SET EXERCISE>
Find every line in the records that contains the word "concrete" and copy each of those lines.

_ _ _ _ _

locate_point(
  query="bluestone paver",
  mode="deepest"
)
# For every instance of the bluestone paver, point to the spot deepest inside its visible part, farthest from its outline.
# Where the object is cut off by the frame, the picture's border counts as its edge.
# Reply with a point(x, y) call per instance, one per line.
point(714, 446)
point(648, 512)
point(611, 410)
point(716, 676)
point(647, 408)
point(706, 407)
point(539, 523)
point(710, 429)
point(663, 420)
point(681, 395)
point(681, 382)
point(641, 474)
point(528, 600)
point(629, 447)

_ _ _ _ _

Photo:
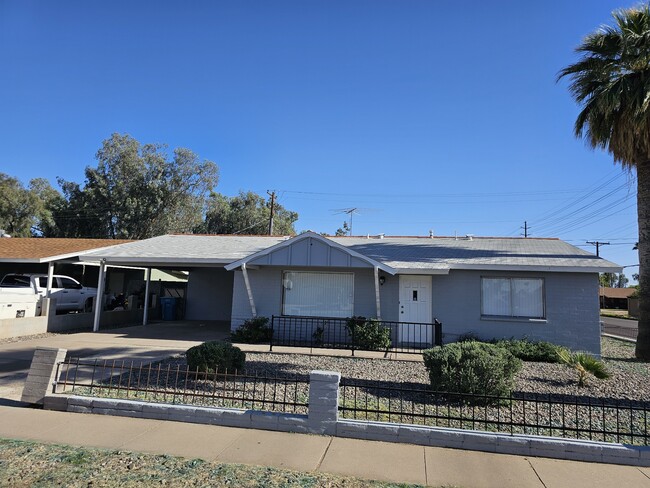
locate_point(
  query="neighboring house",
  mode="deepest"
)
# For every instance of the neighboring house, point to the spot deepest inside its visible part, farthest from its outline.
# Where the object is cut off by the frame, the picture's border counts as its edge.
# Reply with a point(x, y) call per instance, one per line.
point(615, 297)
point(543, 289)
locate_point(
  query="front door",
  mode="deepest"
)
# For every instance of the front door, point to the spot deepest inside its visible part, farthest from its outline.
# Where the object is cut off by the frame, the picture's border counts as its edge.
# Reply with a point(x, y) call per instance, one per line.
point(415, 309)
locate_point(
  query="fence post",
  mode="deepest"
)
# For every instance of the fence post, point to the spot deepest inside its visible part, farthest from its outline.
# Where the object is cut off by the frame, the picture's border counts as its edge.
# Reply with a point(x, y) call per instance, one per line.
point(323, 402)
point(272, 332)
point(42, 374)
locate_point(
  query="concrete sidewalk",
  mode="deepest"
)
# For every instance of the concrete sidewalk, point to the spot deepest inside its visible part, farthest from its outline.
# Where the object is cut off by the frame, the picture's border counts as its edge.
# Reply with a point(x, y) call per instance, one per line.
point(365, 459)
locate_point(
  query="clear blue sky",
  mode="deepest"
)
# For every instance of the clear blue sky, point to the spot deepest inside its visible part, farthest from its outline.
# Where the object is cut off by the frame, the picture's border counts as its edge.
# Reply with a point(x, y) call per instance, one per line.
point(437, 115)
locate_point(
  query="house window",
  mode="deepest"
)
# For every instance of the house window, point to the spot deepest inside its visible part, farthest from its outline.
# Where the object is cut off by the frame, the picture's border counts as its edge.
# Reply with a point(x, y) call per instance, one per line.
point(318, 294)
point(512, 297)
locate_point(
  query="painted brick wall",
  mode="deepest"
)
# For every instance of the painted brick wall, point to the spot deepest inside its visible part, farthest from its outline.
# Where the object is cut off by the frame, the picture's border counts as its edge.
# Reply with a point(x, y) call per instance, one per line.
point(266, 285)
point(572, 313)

_ _ _ _ _

RESPONSE TO THIS TASK>
  query="concrete sidewalk",
# For every instance of the concrete sidewalk, point to the spot deepest inside its visible part, farthest from its outline.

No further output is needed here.